Named-object pointing records:
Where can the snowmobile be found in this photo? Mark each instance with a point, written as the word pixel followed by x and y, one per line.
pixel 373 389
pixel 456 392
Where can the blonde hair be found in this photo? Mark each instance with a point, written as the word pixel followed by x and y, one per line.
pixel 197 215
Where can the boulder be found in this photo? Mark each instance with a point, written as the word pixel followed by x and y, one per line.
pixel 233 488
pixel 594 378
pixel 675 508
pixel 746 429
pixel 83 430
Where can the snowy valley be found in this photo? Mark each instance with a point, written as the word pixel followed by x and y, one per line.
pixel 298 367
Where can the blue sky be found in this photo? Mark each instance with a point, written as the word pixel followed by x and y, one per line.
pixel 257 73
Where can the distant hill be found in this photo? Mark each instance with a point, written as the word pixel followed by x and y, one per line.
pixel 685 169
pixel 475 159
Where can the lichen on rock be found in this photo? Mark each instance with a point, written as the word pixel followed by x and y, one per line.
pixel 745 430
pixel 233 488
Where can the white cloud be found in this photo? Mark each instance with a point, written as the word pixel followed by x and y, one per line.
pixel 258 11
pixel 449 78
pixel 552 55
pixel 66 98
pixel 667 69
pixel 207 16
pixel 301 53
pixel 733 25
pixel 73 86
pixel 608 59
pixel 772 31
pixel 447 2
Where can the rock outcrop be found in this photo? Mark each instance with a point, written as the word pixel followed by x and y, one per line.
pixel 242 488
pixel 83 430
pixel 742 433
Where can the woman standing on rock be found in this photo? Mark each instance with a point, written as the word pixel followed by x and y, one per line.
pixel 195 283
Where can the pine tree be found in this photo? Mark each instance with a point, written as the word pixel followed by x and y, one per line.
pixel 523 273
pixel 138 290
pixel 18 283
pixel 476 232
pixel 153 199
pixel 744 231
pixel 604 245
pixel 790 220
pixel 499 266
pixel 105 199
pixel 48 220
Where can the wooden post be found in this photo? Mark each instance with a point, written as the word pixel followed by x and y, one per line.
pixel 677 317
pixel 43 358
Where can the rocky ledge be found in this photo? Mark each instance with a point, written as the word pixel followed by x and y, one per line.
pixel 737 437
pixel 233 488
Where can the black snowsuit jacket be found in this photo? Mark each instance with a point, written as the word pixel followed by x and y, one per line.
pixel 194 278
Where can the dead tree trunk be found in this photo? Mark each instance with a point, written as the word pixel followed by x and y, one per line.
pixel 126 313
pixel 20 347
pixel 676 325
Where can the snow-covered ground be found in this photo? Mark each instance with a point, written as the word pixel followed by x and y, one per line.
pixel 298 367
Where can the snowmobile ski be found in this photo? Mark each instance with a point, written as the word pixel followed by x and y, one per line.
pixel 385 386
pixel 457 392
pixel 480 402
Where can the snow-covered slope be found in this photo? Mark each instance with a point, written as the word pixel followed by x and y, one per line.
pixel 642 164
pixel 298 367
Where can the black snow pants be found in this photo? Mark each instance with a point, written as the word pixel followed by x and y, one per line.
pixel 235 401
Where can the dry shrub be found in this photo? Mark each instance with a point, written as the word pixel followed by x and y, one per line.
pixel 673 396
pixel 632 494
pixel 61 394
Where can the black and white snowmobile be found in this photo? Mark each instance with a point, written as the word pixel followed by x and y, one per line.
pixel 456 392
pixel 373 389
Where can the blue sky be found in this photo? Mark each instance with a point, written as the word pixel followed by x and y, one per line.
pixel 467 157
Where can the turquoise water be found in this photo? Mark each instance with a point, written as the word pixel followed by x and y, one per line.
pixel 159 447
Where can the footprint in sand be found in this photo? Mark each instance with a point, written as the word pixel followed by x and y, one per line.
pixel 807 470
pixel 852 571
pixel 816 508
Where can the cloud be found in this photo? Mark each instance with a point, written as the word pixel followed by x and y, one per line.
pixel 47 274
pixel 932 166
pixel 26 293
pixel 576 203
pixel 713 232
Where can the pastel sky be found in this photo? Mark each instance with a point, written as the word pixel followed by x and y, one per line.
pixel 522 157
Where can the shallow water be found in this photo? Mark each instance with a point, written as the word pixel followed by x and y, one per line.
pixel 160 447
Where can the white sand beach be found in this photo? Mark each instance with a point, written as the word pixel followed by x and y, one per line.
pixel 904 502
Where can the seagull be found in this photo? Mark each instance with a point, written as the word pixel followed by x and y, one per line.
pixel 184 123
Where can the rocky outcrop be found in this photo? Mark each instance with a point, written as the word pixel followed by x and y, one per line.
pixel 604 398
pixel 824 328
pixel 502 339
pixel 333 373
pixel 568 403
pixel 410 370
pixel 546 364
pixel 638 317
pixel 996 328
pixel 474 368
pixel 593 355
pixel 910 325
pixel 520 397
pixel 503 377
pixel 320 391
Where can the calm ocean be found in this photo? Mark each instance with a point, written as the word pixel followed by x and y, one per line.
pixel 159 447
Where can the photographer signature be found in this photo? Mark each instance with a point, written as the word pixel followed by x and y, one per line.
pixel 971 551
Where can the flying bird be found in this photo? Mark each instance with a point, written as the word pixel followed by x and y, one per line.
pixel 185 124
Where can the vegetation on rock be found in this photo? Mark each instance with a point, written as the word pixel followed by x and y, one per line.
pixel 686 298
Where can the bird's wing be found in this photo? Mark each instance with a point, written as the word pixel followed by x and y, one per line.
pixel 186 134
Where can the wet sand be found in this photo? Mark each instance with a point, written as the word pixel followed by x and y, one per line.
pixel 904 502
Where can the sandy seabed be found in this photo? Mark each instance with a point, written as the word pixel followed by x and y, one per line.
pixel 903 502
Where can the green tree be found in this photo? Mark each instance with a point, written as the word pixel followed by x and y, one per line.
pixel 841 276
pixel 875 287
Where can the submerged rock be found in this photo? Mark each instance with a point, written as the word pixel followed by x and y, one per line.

_Given exercise_
Format the rows above as a JSON list of strings, with one string per line and blank lines left out.

_Task answer_
[
  "Where can the snowmobile be found in this photo? Mark each instance with a point, written as the word pixel followed by x and y, one per line.",
  "pixel 373 389",
  "pixel 456 392",
  "Where can the blonde hair be found in this photo? Mark each instance with a point, written as the word pixel followed by x and y, one per line.",
  "pixel 197 215",
  "Where can the boulder be found in this photo? Mark each instance with a point, written as the word pixel followed by x and y, one per line.",
  "pixel 233 488",
  "pixel 594 378",
  "pixel 675 508",
  "pixel 746 429",
  "pixel 83 430",
  "Where can the snowy valley be found in this photo? Mark each instance with a point, written as the word pixel followed by x and y, one per line.",
  "pixel 298 367",
  "Where can the blue sky be found in this photo? Mark each instance with a point, written as the word pixel followed by x and y, one per line.",
  "pixel 257 73",
  "Where can the distant hill be found in this photo? Mark each instance with a point, written as the word pixel followed by x and y, one per line.",
  "pixel 685 169",
  "pixel 475 159",
  "Where can the lichen on rock be found in this photo? Mark each instance with a point, written as the word pixel followed by x and y, one per line.",
  "pixel 745 430",
  "pixel 233 488",
  "Where can the white cloud be found in this photo? Mark each instance with a point, written as the word pixel followed by x and y, one per line.",
  "pixel 258 11",
  "pixel 449 78",
  "pixel 552 55",
  "pixel 66 98",
  "pixel 667 69",
  "pixel 207 16",
  "pixel 301 53",
  "pixel 733 25",
  "pixel 73 86",
  "pixel 608 59",
  "pixel 772 31",
  "pixel 447 2",
  "Where can the rock outcrop be found in this photo? Mark each instance with a point, written as the word pixel followed by x and y, one per line.",
  "pixel 242 488",
  "pixel 83 430",
  "pixel 742 433",
  "Where can the woman standing on rock be found in this photo? Mark each instance with a point, written as the word pixel followed by x and y, one per line.",
  "pixel 195 283",
  "Where can the pine tree be found in this photo? Mark each instance with a point, written as the word pixel followed by x and y, one per line.",
  "pixel 523 273",
  "pixel 138 290",
  "pixel 18 283",
  "pixel 476 232",
  "pixel 153 199",
  "pixel 744 231",
  "pixel 604 245",
  "pixel 790 220",
  "pixel 499 266",
  "pixel 105 199",
  "pixel 48 220",
  "Where can the wooden post be found in this photo? Mark each instance with a point, written as the word pixel followed by x and y, one per line.",
  "pixel 677 317",
  "pixel 43 358",
  "Where can the rocky ledge be found in this photo? Mark each instance with a point, written as the word pixel followed by x and y, one per line.",
  "pixel 737 437",
  "pixel 233 488",
  "Where can the black snowsuit jacket be found in this photo? Mark each instance with a point, written as the word pixel followed by x and y, one per line.",
  "pixel 194 278",
  "Where can the dead tree trunk be found in this photo? Mark each instance with a point, written as the word pixel followed by x and y, one per line.",
  "pixel 126 313",
  "pixel 20 347",
  "pixel 676 325",
  "Where can the snow-covered ground be found in this photo? Mark each instance with a point, written as the word pixel followed by x and y, one per line.",
  "pixel 298 367",
  "Where can the snowmobile ski be found in this photo? Mark each instance with a point, written as the word pixel followed by x and y, one per line.",
  "pixel 385 386",
  "pixel 457 392",
  "pixel 480 402",
  "Where can the snow-covered slope be found in this photo? Mark each instance with a point, written as the word pixel followed by x and y, one per line.",
  "pixel 642 164",
  "pixel 298 367",
  "Where can the black snow pants be found in this photo? Mark each instance with a point, written as the word pixel followed by x and y, one per line.",
  "pixel 235 401",
  "Where can the dry shrub be found in this photo? Mark each instance with a point, written as the word pixel followed by x and y, one per line.",
  "pixel 673 396",
  "pixel 632 494",
  "pixel 61 394",
  "Where can the black and white snowmobile be found in this photo? Mark each instance with a point, written as the word pixel followed by x and y, one per line.",
  "pixel 456 392",
  "pixel 373 389",
  "Where can the blue sky be found in this photo? Mark each instance with a point, written as the word pixel followed by x and y, one per line.",
  "pixel 467 157",
  "Where can the turquoise water be found in this photo? Mark each instance with a point, written as the word pixel followed by x and y, one per line.",
  "pixel 159 447",
  "Where can the footprint in sand be found in this photo? Mark each instance with a point, written as the word pixel followed by x and y, one per line.",
  "pixel 807 470",
  "pixel 852 571",
  "pixel 816 508",
  "Where can the cloud be found in this photo? Mark each instance with a point, written as the word pixel followed by x and y, one per line.",
  "pixel 47 274",
  "pixel 932 166",
  "pixel 26 293",
  "pixel 576 203",
  "pixel 713 232",
  "Where can the pastel sky be found in this photo? Mark each instance with a point, written as the word pixel followed by x and y, one per line.",
  "pixel 522 157",
  "Where can the shallow water be found in this photo? Mark each instance with a point, written as the word pixel followed by x and y, one per line.",
  "pixel 160 447",
  "Where can the white sand beach be found in this photo? Mark each instance with a point, written as the word pixel followed by x and y, one per line.",
  "pixel 904 502",
  "Where can the seagull be found in this photo? Mark each instance with a point, written as the word pixel followed by x and y, one per line.",
  "pixel 184 123",
  "Where can the rocky outcrop be found in this photo? Mark each instance with a point, written as the word pixel followed by x and y, one per line.",
  "pixel 604 398",
  "pixel 824 328",
  "pixel 502 339",
  "pixel 333 373",
  "pixel 568 403",
  "pixel 410 370",
  "pixel 546 364",
  "pixel 638 317",
  "pixel 996 328",
  "pixel 474 368",
  "pixel 593 355",
  "pixel 910 325",
  "pixel 520 397",
  "pixel 503 377",
  "pixel 320 391",
  "Where can the calm ocean be found in this photo? Mark each instance with a point, written as the word pixel followed by x and y, one per line.",
  "pixel 159 447",
  "Where can the photographer signature be found in this photo? Mark each instance with a point, written as the word pixel followed by x and y, one per line.",
  "pixel 971 551",
  "Where can the flying bird be found in this photo? Mark each instance with a point, written as the word pixel followed by x and y, one per line.",
  "pixel 185 124",
  "Where can the vegetation on rock be found in this photo? Mark each instance with a point, written as the word pixel followed by x and y, one per line.",
  "pixel 686 298",
  "Where can the bird's wing be found in this photo? Mark each instance with a point, written as the word pixel followed by x and y, one per line.",
  "pixel 186 134",
  "Where can the wet sand be found in this photo? Mark each instance with a point, written as the word pixel followed by x and y, one per line.",
  "pixel 904 502",
  "Where can the sandy seabed be found in this photo? Mark each instance with a point, written as the word pixel followed by x and y, one per line.",
  "pixel 903 502",
  "Where can the green tree be found in this photo? Mark each instance with a point, written as the word pixel followed by x and y, one per line.",
  "pixel 841 276",
  "pixel 875 287",
  "Where can the submerged rock be found in this photo? Mark each instance with a point, written as the word pixel followed by x and y, one per line."
]